→ Things to do:
[A] Could you copy the Christopher Pratt passage word for word, everything from "Excerpt from artist" down to "Bay Roberts area."?
[B] Can you carry on the Christopher Pratt passage, picking up right after its final sentence?

→ Extract provided:
..........

At first I make very quick, very rough sketches – tiny little things about the size of postage stamps, three by four inches or so. Then I develop them, getting more conscious of the design, of the formal elements, and becoming more specific.
Excerpt from artist statement in Christopher Pratt exhibition publication, organized by Memorial University Art Gallery, 1970.
Christopher Pratt is one of Canada's most respected painters and printmakers.
He was born in 1935 at St. John's, Newfoundland, but spent many boyhood summers in the Bay Roberts area.
Pratt began to paint watercolours in 1952, and the following year won the provincial government's Arts and Letters Competition for Shed in a Storm. Despite this early recognition, Pratt did not immediately set out to become a professional artist. In the fall of 1952, he enrolled in Memorial University's pre-engineering program. Although he only remained there for a year, the training he received in surveying, drawing, and precise measuring would influence his future artwork.
In 1953, Pratt moved to New Brunswick to study pre-medicine at Mount Allison University, but soon became interested in the institution's highly renowned Fine Arts Department. Pratt showed some of his paintings to the art instructors Alex Colville and Lawren P. Harris, who encouraged him to develop his talent. He abandoned his medical studies and in 1957 moved to Scotland to study at the Glasgow School of Art. Pratt was accompanied by his new wife, the artist Mary (West) Pratt. The two were studying at Mount Allison University when they met.

..........

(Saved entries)
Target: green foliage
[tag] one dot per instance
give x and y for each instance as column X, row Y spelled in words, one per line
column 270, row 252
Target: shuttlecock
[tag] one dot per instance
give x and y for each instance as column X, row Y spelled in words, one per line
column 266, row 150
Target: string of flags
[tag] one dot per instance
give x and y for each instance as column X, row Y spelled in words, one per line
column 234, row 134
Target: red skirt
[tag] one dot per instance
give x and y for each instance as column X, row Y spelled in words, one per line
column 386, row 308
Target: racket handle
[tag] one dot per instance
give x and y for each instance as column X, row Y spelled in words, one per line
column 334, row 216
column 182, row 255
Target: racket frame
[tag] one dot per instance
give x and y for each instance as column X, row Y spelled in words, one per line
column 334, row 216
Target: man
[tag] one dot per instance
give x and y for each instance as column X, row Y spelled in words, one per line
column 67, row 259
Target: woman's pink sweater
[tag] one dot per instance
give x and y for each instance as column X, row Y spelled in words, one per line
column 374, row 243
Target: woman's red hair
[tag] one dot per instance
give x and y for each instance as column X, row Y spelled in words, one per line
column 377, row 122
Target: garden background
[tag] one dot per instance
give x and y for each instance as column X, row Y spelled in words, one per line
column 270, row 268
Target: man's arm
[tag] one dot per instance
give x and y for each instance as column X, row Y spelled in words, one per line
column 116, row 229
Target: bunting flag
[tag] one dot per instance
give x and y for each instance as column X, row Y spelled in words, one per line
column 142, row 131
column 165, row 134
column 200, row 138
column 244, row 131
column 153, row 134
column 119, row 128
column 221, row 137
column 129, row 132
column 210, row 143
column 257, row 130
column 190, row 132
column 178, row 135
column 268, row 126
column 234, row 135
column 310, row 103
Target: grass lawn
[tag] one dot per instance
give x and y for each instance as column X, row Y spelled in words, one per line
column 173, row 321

..........

→ Results:
[A]
Excerpt from artist statement in Christopher Pratt exhibition publication, organized by Memorial University Art Gallery, 1970.
Christopher Pratt is one of Canada's most respected painters and printmakers.
He was born in 1935 at St. John's, Newfoundland, but spent many boyhood summers in the Bay Roberts area.

[B]
In 1959, the Pratts returned to Mount Allison. They both graduated with Bachelor of Fine Arts degrees in 1961 and then moved to Newfoundland, where Christopher accepted the position of curator at the newly opened Memorial University Art Gallery in St. John's (now The Rooms Provincial Art Gallery).
He resigned in 1963 to work on his art fulltime and moved to the community of Salmonier in St. Mary's Bay. Pratt's work received early acclaim and his first solo exhibition was at the Memorial University Art Gallery in 1965. That same year, he became an Associate of the Royal Canadian Academy of Arts and a member of the Canadian Society of Graphic Art.
Pratt has become one of the most successful and respected artists in Canada. His art has been extensively exhibited nationally and internationally and collected by prominent galleries. He has been the subject of several major publications, including Christopher Pratt (1982), Christopher Pratt: A Retrospective (1985), The Prints of Christopher Pratt: 1958-1991 (1991), Christopher Pratt: Personal Reflections on a Life in Art (1995), and Christopher Pratt: Six Decades (2013).
In 1973, he was named an Officer of the Order of Canada and was elevated to the level of Companion in 1983. He has received honorary degrees from Memorial University (1972), Mount Allison University (1972) and Dalhousie University (1986); and was made an Honorary Fellow of the Ontario College of Art (1990). In 1980, he designed the provincial flag of Newfoundland and Labrador.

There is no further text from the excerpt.